Actions to take:
A. Which article titles does the broadband regulation article cite in parentheses after the word "See"?
B. In the broadband regulation article, rewrite the passage starting with "Division on Capitol" and going on through "not, why not?", swapping "Republicans" for "GOP lawmakers".
--- START OF Given passage ---
Genachowski to Broadband: reduce prices•increase speeds•increase access•embrace competition

Broadband providers are not taking the recent move by the FCC to reclassify broadband under Title II; i.e., put broadband under its regulation arm along with the likes of telephone companies, very lightly and have come out swinging to stop that effort. See (Obama’s Internet Takeover: Telecom giant challenges FCC role in broadband)

Seemingly at issue; an appeal brought by Comcast with the D.C. Court of Appeals and the subsequent defeat of the FCC’s perceived role as a broadband regulator, ruling the communication had no authority under current legislation to sanction Comcast over a 2008 Internet throttling incident. That defeat prompted the FCC to go back in an attempt to move broadband under its umbrella of regulated services. In a recent YouTube video commissioner Julius Genachowski stated that his intentions in moving to regulate broadband was to foster an environment that would encourage competition, lower prices, increase Internet speeds, and increase access to quality broadband.

Division on Capitol Hill

Regulation of any industry is seen as anti-business and a jobs killer by Republicans, See (Boehner slams FCC for ‘takeover of Internet’) while Democrats, See (FCC’s Democrat members rally behind Genachowski on broadband reform) see the need to regulate big business as more of a tool to reign in prices and create options for consumers. Both sides have points of contention from runaway mergers with resulting job losses, to a (hands off) approach, in letting the market determine competitive outcomes. Each thinks they are right, and while a healthy debate is stamped in our government system, the resulting stalemates can prove too problematic. It’s is time to work on a compromise, a win-win for all concerned, and if not, why not?
--- END OF Given passage ---
--- START OF Dataset records ---
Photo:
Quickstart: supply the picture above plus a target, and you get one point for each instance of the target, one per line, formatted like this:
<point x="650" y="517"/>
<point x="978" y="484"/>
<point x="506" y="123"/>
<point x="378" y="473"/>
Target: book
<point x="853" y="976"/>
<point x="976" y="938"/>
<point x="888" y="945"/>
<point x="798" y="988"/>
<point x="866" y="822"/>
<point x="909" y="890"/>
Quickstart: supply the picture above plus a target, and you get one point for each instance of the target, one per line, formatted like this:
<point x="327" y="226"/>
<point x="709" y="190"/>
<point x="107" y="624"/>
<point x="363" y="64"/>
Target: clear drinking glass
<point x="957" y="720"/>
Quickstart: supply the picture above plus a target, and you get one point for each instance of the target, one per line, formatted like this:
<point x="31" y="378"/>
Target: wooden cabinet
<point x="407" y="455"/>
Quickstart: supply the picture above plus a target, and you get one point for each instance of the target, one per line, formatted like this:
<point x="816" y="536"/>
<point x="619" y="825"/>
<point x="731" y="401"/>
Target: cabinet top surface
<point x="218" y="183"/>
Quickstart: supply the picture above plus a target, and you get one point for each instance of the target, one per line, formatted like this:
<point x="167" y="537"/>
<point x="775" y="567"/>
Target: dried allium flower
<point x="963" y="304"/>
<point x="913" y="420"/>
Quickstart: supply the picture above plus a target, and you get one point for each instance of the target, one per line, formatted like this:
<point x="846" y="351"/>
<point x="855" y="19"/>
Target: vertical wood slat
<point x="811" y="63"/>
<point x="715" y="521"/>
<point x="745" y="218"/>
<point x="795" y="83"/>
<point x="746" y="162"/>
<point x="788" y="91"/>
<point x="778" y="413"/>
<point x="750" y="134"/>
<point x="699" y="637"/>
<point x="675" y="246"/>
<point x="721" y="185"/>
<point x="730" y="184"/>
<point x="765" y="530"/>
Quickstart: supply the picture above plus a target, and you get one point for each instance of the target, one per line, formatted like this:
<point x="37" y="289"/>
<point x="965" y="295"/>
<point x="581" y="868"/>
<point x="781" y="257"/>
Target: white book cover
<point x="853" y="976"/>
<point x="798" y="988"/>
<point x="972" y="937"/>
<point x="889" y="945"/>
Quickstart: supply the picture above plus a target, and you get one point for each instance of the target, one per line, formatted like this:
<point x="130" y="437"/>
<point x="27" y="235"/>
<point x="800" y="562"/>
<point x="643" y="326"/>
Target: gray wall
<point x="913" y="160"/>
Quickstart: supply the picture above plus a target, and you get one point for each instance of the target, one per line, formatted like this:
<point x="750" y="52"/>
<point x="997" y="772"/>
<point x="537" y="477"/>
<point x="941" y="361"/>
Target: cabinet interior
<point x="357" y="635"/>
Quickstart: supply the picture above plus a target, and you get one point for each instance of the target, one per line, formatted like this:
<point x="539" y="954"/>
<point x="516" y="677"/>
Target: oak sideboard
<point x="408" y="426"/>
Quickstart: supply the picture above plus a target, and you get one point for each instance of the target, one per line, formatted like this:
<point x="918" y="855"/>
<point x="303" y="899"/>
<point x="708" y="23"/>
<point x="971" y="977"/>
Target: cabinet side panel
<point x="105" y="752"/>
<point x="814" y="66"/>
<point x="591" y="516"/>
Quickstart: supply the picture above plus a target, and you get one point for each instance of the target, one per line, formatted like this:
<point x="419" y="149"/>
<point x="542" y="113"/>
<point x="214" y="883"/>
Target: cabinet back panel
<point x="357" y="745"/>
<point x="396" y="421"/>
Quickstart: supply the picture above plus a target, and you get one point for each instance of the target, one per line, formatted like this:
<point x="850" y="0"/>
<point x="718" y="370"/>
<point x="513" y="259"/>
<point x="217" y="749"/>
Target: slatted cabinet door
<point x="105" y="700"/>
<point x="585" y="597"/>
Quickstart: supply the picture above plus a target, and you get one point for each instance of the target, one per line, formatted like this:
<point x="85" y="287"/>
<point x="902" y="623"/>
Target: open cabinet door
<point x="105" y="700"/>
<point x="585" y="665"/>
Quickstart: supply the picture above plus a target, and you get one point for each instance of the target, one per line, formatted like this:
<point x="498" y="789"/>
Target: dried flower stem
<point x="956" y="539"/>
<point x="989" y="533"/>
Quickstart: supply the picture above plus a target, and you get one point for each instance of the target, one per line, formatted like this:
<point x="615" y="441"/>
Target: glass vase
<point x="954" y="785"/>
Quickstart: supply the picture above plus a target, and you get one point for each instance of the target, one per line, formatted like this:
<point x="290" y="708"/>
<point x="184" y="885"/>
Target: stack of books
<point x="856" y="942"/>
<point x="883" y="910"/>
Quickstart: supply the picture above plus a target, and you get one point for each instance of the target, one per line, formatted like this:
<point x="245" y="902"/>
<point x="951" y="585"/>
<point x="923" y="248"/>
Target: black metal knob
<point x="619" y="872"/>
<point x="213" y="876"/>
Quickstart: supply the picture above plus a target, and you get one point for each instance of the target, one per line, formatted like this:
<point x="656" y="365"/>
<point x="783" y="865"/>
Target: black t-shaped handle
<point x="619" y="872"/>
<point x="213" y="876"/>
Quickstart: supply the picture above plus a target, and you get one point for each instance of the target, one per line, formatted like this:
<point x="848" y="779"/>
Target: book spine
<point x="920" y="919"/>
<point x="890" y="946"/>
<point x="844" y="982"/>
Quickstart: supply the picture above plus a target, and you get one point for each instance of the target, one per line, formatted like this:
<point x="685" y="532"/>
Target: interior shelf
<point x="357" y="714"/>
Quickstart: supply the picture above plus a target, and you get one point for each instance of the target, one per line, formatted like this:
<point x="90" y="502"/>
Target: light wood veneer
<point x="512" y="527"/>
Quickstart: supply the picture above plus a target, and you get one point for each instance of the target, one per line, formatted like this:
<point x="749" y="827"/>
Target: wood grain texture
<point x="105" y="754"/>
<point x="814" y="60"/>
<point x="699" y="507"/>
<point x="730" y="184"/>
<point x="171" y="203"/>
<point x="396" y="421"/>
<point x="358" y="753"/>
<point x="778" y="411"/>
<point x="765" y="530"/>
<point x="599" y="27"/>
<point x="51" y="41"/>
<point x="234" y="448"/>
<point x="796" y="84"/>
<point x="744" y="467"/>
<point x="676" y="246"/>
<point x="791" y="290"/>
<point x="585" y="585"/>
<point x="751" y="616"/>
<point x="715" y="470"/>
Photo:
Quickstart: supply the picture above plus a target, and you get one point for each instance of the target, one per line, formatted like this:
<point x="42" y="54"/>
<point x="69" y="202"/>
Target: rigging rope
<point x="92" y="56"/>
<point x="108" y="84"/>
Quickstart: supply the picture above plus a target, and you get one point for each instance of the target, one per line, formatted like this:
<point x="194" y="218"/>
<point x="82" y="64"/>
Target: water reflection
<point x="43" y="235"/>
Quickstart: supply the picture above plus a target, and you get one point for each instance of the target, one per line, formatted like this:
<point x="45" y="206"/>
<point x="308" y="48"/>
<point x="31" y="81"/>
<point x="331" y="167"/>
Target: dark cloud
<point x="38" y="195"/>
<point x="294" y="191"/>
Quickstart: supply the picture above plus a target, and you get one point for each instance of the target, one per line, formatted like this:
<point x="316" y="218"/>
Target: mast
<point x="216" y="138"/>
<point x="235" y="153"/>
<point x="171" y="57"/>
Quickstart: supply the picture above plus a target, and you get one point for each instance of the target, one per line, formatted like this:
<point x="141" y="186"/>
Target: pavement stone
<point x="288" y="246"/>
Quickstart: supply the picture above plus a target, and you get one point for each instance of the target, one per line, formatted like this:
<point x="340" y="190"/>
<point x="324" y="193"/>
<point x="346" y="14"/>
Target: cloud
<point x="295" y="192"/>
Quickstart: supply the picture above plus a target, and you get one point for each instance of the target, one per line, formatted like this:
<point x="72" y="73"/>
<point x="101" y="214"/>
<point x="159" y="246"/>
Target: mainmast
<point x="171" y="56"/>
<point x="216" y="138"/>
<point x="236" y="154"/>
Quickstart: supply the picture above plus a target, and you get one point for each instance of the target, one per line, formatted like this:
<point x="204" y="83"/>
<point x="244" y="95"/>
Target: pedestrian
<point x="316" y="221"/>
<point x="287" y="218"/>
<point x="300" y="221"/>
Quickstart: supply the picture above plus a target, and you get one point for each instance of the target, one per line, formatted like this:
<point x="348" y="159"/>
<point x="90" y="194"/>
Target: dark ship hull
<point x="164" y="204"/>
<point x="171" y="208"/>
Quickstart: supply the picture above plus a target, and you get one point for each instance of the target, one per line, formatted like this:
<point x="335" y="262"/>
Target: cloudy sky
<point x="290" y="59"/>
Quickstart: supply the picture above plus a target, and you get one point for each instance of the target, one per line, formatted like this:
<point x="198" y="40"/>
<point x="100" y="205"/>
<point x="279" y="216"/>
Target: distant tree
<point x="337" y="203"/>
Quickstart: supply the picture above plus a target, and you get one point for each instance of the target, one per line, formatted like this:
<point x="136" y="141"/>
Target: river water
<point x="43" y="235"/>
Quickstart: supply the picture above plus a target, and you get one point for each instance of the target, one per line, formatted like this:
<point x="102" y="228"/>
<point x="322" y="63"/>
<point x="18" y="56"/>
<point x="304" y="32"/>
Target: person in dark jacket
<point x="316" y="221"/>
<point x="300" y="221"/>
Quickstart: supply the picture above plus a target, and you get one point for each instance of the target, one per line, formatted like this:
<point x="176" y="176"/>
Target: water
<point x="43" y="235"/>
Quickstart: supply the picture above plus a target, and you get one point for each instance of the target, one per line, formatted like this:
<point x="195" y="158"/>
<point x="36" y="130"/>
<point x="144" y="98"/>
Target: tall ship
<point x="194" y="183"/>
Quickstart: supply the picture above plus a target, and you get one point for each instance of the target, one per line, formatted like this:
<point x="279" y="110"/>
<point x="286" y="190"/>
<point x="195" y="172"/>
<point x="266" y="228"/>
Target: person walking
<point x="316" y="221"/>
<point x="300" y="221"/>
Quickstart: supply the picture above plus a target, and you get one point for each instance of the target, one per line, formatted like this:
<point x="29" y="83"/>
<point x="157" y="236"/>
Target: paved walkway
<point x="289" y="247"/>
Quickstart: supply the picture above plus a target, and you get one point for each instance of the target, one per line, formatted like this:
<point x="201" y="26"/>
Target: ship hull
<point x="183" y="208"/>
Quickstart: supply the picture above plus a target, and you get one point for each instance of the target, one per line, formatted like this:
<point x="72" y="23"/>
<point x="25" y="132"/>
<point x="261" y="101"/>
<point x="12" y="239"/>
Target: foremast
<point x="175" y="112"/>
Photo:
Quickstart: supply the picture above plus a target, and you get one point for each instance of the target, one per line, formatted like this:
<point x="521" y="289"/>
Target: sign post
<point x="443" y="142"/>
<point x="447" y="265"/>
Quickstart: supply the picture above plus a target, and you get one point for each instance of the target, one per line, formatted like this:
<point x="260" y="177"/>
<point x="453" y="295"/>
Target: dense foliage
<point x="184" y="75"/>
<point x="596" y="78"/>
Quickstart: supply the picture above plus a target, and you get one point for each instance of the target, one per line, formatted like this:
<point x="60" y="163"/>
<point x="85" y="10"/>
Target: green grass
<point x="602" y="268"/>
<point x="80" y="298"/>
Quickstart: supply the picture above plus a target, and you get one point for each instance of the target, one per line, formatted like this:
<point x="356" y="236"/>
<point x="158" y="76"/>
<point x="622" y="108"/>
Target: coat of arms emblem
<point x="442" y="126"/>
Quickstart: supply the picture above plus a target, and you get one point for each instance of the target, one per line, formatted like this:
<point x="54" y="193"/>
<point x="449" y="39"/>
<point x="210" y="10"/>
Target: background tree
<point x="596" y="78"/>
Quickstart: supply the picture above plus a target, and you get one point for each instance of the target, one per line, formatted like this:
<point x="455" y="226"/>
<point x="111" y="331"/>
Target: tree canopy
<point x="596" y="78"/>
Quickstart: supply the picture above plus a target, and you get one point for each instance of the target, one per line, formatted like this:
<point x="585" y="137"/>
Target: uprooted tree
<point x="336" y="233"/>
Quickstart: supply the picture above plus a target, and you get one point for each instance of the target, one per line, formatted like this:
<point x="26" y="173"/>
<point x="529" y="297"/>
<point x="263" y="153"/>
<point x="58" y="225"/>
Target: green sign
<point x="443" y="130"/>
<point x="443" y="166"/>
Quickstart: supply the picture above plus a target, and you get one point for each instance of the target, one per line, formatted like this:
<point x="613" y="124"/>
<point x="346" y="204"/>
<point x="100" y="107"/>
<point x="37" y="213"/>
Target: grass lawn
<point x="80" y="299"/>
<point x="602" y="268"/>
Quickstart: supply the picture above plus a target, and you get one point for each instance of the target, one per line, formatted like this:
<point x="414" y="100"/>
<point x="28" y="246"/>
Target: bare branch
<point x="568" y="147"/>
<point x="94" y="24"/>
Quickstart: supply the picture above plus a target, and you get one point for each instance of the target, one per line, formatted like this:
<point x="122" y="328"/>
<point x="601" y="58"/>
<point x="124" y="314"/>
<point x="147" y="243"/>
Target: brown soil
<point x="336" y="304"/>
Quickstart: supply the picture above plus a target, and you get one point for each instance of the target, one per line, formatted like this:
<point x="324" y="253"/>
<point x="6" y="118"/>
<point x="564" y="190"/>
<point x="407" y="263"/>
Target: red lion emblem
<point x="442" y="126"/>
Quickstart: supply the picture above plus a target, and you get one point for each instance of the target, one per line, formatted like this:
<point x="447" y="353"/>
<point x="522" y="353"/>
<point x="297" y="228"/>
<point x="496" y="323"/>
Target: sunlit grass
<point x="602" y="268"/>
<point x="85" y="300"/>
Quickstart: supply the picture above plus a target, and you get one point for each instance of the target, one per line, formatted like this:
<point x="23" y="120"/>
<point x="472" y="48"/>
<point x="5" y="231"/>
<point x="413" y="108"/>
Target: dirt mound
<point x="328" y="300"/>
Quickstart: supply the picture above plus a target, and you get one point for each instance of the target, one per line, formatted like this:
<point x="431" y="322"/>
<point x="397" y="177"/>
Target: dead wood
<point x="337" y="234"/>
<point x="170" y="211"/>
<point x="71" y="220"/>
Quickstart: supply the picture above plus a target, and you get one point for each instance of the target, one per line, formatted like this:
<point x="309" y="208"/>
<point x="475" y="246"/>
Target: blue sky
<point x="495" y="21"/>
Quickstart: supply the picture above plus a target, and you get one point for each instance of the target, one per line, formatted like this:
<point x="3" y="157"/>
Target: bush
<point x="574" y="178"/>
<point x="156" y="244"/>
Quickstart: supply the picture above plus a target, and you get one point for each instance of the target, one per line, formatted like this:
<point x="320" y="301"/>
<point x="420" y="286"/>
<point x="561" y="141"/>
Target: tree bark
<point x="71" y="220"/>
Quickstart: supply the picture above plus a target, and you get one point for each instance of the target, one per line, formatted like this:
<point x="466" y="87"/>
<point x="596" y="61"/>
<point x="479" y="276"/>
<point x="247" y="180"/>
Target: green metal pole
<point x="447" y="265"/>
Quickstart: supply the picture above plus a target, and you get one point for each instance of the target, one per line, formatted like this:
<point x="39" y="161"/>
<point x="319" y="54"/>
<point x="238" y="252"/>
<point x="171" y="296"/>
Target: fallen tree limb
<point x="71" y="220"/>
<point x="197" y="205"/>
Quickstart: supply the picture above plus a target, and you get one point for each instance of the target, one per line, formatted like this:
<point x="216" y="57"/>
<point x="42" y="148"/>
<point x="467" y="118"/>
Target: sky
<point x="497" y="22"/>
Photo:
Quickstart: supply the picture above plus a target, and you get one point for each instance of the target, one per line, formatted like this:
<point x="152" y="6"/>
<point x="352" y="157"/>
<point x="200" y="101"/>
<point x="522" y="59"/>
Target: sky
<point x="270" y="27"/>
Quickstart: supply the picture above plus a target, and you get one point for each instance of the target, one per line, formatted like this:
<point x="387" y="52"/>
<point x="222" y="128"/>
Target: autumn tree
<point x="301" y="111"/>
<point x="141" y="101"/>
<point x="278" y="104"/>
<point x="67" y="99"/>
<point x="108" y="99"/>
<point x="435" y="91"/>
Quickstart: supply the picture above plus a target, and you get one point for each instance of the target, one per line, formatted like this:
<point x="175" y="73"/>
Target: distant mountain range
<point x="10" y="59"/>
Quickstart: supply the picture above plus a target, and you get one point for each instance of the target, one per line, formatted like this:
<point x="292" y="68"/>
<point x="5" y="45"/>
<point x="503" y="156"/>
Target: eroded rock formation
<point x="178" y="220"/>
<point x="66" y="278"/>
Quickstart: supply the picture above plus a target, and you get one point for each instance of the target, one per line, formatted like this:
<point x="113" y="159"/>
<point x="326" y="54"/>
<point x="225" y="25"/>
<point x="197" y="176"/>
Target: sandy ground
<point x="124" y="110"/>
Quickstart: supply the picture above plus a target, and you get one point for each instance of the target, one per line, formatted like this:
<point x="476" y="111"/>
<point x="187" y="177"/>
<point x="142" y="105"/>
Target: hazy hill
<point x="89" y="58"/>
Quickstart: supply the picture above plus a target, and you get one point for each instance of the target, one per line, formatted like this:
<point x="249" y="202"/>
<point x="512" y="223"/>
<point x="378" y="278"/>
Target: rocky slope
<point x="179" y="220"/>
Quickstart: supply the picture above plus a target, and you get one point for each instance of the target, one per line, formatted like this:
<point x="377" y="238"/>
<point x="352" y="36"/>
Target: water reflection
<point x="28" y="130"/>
--- END OF Dataset records ---
Solution list:
A.
- Obama’s Internet Takeover: Telecom giant challenges FCC role in broadband
- Boehner slams FCC for ‘takeover of Internet’
- FCC’s Democrat members rally behind Genachowski on broadband reform

B.
Division on Capitol Hill

Regulation of any industry is seen as anti-business and a jobs killer by GOP lawmakers, See (Boehner slams FCC for ‘takeover of Internet’) while Democrats, See (FCC’s Democrat members rally behind Genachowski on broadband reform) see the need to regulate big business as more of a tool to reign in prices and create options for consumers. Both sides have points of contention from runaway mergers with resulting job losses, to a (hands off) approach, in letting the market determine competitive outcomes. Each thinks they are right, and while a healthy debate is stamped in our government system, the resulting stalemates can prove too problematic. It’s is time to work on a compromise, a win-win for all concerned, and if not, why not?